(Records contained in a dataset)
════════════════════
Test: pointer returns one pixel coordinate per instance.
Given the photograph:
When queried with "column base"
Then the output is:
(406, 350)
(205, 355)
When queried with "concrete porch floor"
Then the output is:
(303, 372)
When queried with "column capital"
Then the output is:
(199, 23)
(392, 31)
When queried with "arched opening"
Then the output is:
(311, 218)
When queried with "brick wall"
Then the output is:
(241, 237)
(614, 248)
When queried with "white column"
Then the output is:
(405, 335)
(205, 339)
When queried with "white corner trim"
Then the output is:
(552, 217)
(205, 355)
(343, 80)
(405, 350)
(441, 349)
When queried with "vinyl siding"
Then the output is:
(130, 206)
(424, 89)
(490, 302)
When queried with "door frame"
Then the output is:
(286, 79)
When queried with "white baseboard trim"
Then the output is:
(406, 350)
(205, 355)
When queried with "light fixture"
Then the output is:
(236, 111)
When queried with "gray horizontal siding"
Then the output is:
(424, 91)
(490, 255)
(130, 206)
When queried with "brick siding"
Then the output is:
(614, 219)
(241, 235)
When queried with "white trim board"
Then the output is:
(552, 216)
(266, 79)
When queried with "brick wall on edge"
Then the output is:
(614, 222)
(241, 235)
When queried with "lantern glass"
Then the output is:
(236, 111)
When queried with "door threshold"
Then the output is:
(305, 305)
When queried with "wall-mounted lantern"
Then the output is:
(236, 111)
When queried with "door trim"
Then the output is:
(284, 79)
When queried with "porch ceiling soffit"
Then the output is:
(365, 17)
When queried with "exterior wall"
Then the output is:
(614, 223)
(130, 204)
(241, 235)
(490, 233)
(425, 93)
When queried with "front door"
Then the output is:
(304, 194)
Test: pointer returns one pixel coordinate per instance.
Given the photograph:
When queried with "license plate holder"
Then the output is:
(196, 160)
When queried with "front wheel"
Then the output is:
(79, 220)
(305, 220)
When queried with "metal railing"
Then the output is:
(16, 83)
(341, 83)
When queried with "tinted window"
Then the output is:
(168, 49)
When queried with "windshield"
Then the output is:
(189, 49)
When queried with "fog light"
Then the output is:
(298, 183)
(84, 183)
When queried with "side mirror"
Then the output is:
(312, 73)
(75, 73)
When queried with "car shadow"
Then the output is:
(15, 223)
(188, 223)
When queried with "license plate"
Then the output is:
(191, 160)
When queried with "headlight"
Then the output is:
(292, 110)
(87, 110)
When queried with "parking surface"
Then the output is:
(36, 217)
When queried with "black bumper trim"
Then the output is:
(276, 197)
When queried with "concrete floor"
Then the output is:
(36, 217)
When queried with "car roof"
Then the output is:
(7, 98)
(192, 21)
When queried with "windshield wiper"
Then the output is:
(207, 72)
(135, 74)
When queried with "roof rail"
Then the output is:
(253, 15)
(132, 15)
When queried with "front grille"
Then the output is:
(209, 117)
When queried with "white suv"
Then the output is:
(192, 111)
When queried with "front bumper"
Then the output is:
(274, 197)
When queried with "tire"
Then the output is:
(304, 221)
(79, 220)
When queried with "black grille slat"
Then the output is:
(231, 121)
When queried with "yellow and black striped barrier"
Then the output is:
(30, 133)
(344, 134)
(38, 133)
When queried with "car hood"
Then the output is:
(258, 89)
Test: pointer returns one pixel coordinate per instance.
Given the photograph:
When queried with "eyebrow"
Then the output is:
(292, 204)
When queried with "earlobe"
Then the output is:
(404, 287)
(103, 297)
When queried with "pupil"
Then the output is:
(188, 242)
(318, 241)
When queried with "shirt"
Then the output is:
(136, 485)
════════════════════
Prompt
Your task is to reproduce, exactly and exclusively, the lines from the one holding "and black striped" through the final line of the listing.

Worked solution
When queried with "yellow and black striped barrier"
Then the output is:
(30, 133)
(344, 134)
(38, 133)
When queried with "car hood"
Then the output is:
(258, 89)
Test: pointer returns one pixel coordinate per instance.
Given the photograph:
When queried with "eyebrow"
Then the output is:
(292, 204)
When queried with "earlobe"
Then the output is:
(404, 287)
(103, 297)
When queried with "pupil"
Then the output is:
(188, 242)
(318, 241)
When queried with "shirt"
Then the output is:
(136, 485)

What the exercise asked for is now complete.